▸ **Sayfa alıntısı**

Paranın satın alamadığı ne kaldı?

Rahmetli babamdan hep duyardım bu sözü: “Paranın gözü kör olsun.” Haklıydı nitekim. Kapitalizmin beşiği ABD bile sorgulamaya başlamış. Zira alarm zilleri çalıyor her yerde, kulakları tırmalarcasına. www.twitter.com/basyazar

İvo MOLİNAS Köşe Yazısı
3 Mayıs 2012 Perşembe

Hep rahmetli babamdan duyardım bu sözü: “Paranın gözü kör olsun...”

Haklıydı nitekim.

***

Eskihisar iskelesinden Yalova’ya giderseniz, çok farklı bir uygulamayla karşılaşıyorsunuz bugünlerde. Arabalı vapur kuyruğunda bazen saatlerce beklemek durumunda kalanlar artık normal geçiş ücretinin yüzde 40 fazlasını ödeyerek ve farklı bir kuyruktan geçerek neredeyse hiç beklemeden arabasıyla vapura biniyor. İnanın bunu gerçekleştirdiğimde yanımdaki kuyruktaki arabalara bakamadım bile. Kendimi ayrıcalıklı ama adaletsiz bir uygulamanın içinde olduğumu hissettim.

Lakin zaman kaybından tasarruf etmiştim. Gel de çıkınız işin içinden, yani vicdani muhasebemden...

Kapitalizmin ve piyasa ekonomisinin beşiği ABD’de geçenlerde olan bir tartışma ülkenin gündemine oturmuştu. Yenilenmekte olan Michigan Üniversitesi Stadyumu’nda eskiden olmayan loca bölümlerinin yapılıp yapılmaması sert bir şekilde tartışılmıştı. Karşı çıkanlar, bir spor müsabakasına katılan herkesin, yoksul veya zengin olsun, ortak bir hedef için birlikte oturmalarının önemi ve değerinden bahsetmişti. Ama çabalar boşa çıkmıştı. Zira bu tür yaklaşımlar piyasa ekonomisi kurallarına uymuyordu. “Parayı verenin düdüğü çaldığı” bir dönemindeydik, kısa dünya tarihinin.

Ve bugün, bu ekonomik ve evrensel gerçeklik öyle bir hale gelir ki, örneğin artık çocuklarımızın kitap okumaları veya derslerinden iyi notlar almaları karşılığında onları maddi ödüllere boğarken, yine örneğin Avrupa ve ABD’de kimi yayınevleri kitaplarının kitapevlerinde en ön safta sergilenmesi için para öder hale gelmiştir.

Buna ‘pazar ekonomisi’ deniyor...

▸ **Görev yönergesi**
Paraya dair köşe yazısından "Hep rahmetli babamdan" sözleriyle başlayıp "yani vicdani muhasebemden..." sözleriyle biten kısmı, iki uç da dahil olmak üzere harfi harfine alıntılayın.

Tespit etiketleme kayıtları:
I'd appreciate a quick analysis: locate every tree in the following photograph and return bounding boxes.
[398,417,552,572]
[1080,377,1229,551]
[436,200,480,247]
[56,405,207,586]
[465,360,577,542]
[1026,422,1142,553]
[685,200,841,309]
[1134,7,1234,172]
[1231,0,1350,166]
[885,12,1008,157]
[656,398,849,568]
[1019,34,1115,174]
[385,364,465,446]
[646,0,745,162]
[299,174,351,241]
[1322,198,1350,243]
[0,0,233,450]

▸ **Eksiksiz yanıt**
Hep rahmetli babamdan duyardım bu sözü: “Paranın gözü kör olsun...”

Haklıydı nitekim.

***

Eskihisar iskelesinden Yalova’ya giderseniz, çok farklı bir uygulamayla karşılaşıyorsunuz bugünlerde. Arabalı vapur kuyruğunda bazen saatlerce beklemek durumunda kalanlar artık normal geçiş ücretinin yüzde 40 fazlasını ödeyerek ve farklı bir kuyruktan geçerek neredeyse hiç beklemeden arabasıyla vapura biniyor. İnanın bunu gerçekleştirdiğimde yanımdaki kuyruktaki arabalara bakamadım bile. Kendimi ayrıcalıklı ama adaletsiz bir uygulamanın içinde olduğumu hissettim.

Lakin zaman kaybından tasarruf etmiştim. Gel de çıkınız işin içinden, yani vicdani muhasebemden...